Task statement: Find each line in the entries below that contains the string "Query", and copy those lines out. Case counts.

## BEGIN

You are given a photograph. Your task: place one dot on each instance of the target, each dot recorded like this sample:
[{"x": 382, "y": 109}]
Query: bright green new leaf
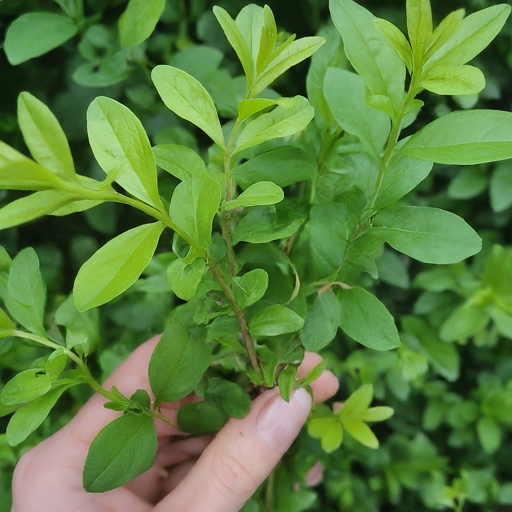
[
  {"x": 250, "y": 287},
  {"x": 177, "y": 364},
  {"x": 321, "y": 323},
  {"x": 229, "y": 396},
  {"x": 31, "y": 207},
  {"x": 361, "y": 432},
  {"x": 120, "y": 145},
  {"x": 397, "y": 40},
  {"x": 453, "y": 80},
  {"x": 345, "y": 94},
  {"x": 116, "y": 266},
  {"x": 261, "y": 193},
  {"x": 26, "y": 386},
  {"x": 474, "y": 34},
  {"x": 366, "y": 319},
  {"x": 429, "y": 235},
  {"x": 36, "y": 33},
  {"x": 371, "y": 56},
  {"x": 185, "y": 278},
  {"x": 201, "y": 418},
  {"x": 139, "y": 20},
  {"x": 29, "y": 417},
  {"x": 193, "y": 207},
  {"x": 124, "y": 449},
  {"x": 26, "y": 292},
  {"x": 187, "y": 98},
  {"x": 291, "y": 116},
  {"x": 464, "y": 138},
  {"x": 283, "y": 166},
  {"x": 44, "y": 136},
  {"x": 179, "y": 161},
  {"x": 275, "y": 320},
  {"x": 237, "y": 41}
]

## END
## BEGIN

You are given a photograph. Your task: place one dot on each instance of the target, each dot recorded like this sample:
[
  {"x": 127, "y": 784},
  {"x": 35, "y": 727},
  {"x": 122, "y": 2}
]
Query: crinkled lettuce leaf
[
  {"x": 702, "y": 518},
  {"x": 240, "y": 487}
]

## END

Exercise output:
Query: bright green new leaf
Query: crinkled lettuce leaf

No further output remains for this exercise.